Once you have reviewed the listing below, restate it word for word.

+ + + + + + +

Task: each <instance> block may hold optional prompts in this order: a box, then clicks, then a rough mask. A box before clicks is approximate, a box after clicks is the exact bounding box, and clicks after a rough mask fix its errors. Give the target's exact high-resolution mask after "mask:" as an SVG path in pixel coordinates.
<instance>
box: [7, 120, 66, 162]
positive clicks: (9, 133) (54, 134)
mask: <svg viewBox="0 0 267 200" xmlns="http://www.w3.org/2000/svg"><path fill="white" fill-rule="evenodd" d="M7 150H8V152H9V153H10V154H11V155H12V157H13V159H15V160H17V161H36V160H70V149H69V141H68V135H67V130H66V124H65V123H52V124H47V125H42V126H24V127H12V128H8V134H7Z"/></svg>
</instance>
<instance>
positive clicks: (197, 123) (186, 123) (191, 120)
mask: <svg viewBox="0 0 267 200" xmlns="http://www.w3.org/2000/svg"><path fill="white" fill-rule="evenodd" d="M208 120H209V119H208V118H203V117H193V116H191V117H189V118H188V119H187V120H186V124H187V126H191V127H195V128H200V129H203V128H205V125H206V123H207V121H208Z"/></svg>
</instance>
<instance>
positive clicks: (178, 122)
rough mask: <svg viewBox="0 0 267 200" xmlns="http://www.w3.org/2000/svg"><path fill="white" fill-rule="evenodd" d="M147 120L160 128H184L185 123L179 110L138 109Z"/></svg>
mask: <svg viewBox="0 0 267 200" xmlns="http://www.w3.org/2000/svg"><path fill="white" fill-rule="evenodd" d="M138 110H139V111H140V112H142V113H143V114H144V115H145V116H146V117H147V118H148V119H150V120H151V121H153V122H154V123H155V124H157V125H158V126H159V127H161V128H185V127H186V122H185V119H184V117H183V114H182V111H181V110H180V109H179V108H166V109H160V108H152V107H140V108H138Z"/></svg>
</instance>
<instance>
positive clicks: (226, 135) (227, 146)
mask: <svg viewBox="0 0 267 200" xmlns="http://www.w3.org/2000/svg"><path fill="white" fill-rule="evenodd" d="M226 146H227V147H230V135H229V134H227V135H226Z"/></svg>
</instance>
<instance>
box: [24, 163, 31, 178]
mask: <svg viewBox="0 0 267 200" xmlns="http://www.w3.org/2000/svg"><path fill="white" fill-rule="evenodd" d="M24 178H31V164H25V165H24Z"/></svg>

+ + + + + + +

Written answer →
Task: each <instance> block may hold optional prompts in this order: a box, then clicks, then a rough mask. A box before clicks is approximate, a box after clicks is the exact bounding box, and clicks after a rough mask fix its errors. Give the target's exact high-resolution mask after "mask:" as an SVG path in pixel coordinates.
<instance>
box: [7, 120, 66, 162]
positive clicks: (9, 133) (54, 134)
mask: <svg viewBox="0 0 267 200" xmlns="http://www.w3.org/2000/svg"><path fill="white" fill-rule="evenodd" d="M7 150H8V152H9V153H10V154H11V155H12V157H13V159H15V160H17V161H36V160H70V149H69V141H68V135H67V130H66V124H65V123H52V124H47V125H42V126H24V127H12V128H8V134H7Z"/></svg>
</instance>
<instance>
positive clicks: (197, 123) (186, 123) (191, 120)
mask: <svg viewBox="0 0 267 200" xmlns="http://www.w3.org/2000/svg"><path fill="white" fill-rule="evenodd" d="M208 120H209V119H208V118H203V117H193V116H191V117H189V118H188V119H187V120H186V124H187V126H191V127H195V128H200V129H203V128H205V125H206V123H207V121H208Z"/></svg>
</instance>
<instance>
positive clicks: (178, 122)
rough mask: <svg viewBox="0 0 267 200" xmlns="http://www.w3.org/2000/svg"><path fill="white" fill-rule="evenodd" d="M147 120L160 128H184L185 123L179 110L138 109Z"/></svg>
mask: <svg viewBox="0 0 267 200" xmlns="http://www.w3.org/2000/svg"><path fill="white" fill-rule="evenodd" d="M138 110H139V111H140V112H142V113H143V114H144V115H145V116H146V117H147V118H148V119H150V120H151V121H153V122H154V123H155V124H157V125H158V126H159V127H161V128H185V127H186V122H185V119H184V117H183V114H182V111H181V110H180V109H179V108H166V109H160V108H152V107H140V108H138Z"/></svg>
</instance>
<instance>
positive clicks: (226, 135) (227, 146)
mask: <svg viewBox="0 0 267 200" xmlns="http://www.w3.org/2000/svg"><path fill="white" fill-rule="evenodd" d="M226 146H227V147H230V135H229V134H227V135H226Z"/></svg>
</instance>
<instance>
box: [24, 163, 31, 178]
mask: <svg viewBox="0 0 267 200" xmlns="http://www.w3.org/2000/svg"><path fill="white" fill-rule="evenodd" d="M24 178H31V164H25V165H24Z"/></svg>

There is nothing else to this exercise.